## THE PROBLEM
Repeat exactly, and only, the lines running from the one that holds "the grass field" to the end of the records.

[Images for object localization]
-------

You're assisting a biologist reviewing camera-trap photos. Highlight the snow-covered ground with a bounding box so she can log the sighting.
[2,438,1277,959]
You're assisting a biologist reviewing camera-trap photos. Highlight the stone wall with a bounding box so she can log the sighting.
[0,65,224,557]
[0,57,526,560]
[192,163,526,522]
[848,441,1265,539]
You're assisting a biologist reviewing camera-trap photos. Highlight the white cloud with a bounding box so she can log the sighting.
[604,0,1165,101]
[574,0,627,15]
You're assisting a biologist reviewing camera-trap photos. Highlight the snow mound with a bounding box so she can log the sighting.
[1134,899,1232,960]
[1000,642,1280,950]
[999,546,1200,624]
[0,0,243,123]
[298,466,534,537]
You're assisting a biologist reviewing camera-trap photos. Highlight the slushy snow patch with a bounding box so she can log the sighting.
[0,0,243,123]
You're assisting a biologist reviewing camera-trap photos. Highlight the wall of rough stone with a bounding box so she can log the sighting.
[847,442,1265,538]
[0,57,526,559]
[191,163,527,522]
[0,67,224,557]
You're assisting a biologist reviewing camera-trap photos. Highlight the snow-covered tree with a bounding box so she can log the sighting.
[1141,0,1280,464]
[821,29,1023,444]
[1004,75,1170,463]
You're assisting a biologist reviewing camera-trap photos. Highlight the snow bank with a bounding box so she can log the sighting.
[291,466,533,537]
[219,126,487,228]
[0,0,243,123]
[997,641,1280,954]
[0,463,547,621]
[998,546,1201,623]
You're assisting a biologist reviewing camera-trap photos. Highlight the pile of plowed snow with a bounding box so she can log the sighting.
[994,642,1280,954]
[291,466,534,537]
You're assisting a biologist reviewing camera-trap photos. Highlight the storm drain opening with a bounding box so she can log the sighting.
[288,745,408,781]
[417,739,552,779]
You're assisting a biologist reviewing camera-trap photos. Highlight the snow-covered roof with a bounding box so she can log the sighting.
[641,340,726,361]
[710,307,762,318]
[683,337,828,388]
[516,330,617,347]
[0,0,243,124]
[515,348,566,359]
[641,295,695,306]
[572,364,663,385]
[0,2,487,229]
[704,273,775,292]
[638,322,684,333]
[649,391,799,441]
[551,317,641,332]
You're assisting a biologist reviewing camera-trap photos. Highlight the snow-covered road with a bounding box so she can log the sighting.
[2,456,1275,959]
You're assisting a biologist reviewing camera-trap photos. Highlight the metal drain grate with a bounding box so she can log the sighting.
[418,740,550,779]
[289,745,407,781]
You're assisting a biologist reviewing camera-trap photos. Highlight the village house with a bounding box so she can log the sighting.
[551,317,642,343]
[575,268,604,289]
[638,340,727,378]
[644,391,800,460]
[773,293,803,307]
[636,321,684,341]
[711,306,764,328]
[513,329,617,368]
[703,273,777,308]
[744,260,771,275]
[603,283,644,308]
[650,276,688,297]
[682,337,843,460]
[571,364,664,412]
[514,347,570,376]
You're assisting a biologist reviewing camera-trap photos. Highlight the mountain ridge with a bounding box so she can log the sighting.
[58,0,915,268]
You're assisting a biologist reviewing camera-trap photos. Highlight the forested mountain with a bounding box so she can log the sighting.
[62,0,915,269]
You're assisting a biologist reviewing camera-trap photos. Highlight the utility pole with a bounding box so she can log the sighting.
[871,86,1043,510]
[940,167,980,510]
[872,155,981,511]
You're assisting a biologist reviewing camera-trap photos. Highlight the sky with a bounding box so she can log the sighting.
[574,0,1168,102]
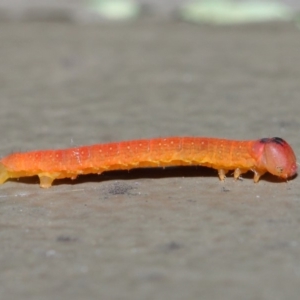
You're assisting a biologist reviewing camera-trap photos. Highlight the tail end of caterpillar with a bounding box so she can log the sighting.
[256,137,297,180]
[0,162,58,188]
[0,163,9,185]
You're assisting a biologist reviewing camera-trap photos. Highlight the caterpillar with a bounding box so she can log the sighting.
[0,137,297,188]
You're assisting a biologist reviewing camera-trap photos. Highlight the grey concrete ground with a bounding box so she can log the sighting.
[1,10,300,300]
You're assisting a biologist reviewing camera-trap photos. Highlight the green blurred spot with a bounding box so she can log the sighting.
[294,13,300,28]
[89,0,140,20]
[179,0,293,25]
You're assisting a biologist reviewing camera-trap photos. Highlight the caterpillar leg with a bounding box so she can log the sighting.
[218,169,228,181]
[253,170,266,183]
[38,174,55,188]
[233,168,248,180]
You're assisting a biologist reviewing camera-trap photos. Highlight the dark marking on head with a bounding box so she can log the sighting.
[259,137,285,146]
[259,138,271,144]
[272,137,285,146]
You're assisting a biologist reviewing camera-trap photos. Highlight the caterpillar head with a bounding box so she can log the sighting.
[257,137,297,180]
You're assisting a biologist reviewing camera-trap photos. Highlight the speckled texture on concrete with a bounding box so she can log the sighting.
[0,21,300,300]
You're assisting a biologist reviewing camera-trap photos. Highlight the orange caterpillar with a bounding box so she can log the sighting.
[0,137,297,188]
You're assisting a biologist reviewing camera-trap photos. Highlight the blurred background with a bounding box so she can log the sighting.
[0,0,299,21]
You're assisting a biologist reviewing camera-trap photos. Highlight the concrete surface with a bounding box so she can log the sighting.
[0,19,300,300]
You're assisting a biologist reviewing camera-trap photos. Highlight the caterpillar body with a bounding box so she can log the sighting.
[0,137,297,188]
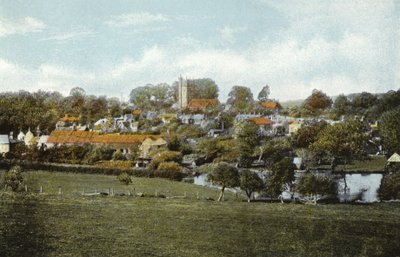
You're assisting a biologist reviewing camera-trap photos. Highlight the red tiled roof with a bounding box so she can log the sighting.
[48,131,160,145]
[188,99,218,110]
[248,117,273,125]
[260,102,279,110]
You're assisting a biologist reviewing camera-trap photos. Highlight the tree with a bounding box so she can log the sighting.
[296,173,337,204]
[266,158,296,202]
[380,107,400,155]
[262,138,293,169]
[303,89,332,111]
[378,172,400,200]
[227,86,255,112]
[257,85,270,102]
[333,94,351,117]
[188,78,219,99]
[208,162,240,201]
[235,121,260,167]
[148,151,182,170]
[310,120,369,171]
[112,149,125,161]
[240,170,264,202]
[1,165,24,192]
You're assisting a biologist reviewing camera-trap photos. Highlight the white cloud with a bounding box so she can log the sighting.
[105,12,170,27]
[0,17,45,37]
[219,26,247,42]
[41,30,96,42]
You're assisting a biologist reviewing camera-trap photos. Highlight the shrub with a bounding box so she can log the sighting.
[153,169,185,181]
[112,149,126,161]
[117,172,133,185]
[157,161,182,172]
[148,151,182,170]
[1,165,24,192]
[378,172,400,200]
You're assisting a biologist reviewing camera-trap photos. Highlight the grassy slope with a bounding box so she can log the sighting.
[0,171,399,257]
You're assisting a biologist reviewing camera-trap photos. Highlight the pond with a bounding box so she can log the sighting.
[194,172,384,203]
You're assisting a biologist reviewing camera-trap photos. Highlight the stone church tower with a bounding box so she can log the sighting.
[178,76,189,110]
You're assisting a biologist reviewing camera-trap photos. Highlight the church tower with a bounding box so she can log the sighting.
[178,75,189,110]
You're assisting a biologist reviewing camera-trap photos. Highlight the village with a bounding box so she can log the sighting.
[0,76,399,204]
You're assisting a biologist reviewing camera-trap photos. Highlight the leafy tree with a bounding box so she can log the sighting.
[167,134,181,151]
[266,158,296,201]
[208,162,240,201]
[1,165,24,192]
[157,161,182,172]
[130,83,174,110]
[333,94,351,117]
[310,120,369,170]
[188,78,219,99]
[262,138,293,169]
[380,107,400,155]
[240,170,264,202]
[227,86,255,112]
[117,172,133,185]
[197,137,238,163]
[112,149,125,161]
[296,173,337,204]
[378,172,400,200]
[303,89,332,112]
[257,85,270,102]
[351,92,378,110]
[235,121,260,167]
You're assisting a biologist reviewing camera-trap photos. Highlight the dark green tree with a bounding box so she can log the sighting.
[296,173,337,204]
[208,162,240,201]
[240,170,264,202]
[380,107,400,155]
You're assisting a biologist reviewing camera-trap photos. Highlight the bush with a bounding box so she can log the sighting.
[148,151,182,170]
[117,172,133,185]
[378,172,400,200]
[112,149,126,161]
[153,169,185,181]
[157,161,182,172]
[1,165,24,192]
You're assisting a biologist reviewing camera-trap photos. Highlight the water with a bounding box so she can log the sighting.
[194,172,384,203]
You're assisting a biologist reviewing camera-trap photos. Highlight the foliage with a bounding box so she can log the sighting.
[208,162,240,201]
[266,158,296,198]
[1,165,24,192]
[187,78,219,100]
[380,107,400,155]
[303,89,332,112]
[117,172,133,185]
[290,121,327,149]
[129,83,174,110]
[240,170,264,202]
[257,85,270,102]
[197,137,238,163]
[112,149,125,161]
[176,125,205,139]
[262,138,293,169]
[227,86,255,112]
[157,161,182,172]
[148,151,182,170]
[296,173,337,204]
[378,172,400,200]
[310,119,370,170]
[235,121,260,167]
[333,94,351,117]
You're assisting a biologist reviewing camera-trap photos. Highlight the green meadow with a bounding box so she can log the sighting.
[0,171,399,257]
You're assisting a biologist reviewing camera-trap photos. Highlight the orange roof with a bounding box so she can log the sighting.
[132,110,141,115]
[59,114,79,123]
[260,101,279,110]
[188,99,218,110]
[248,117,273,125]
[48,130,160,145]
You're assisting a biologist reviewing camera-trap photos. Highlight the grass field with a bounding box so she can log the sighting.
[0,171,399,257]
[310,155,387,173]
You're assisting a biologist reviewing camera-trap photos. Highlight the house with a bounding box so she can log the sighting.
[180,114,207,126]
[140,138,167,158]
[187,99,218,111]
[37,135,53,149]
[0,134,10,155]
[259,101,280,113]
[234,113,262,124]
[24,128,35,146]
[56,114,80,130]
[47,130,164,157]
[247,117,274,136]
[17,130,25,141]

-------

## REPLY
You're assisting a biologist reviewing camera-trap photos. Highlight the grass field with a bounding box so she can log the sighting.
[0,171,399,257]
[310,155,387,173]
You're assisting a biologist reviewing camera-trap photos. Highlight the house with a bounding box so she can log the sighting.
[180,114,207,126]
[140,138,167,158]
[187,99,218,111]
[37,135,53,149]
[0,134,10,155]
[259,101,280,113]
[234,113,262,124]
[24,128,35,146]
[56,114,80,130]
[47,130,164,157]
[247,117,274,136]
[17,130,25,141]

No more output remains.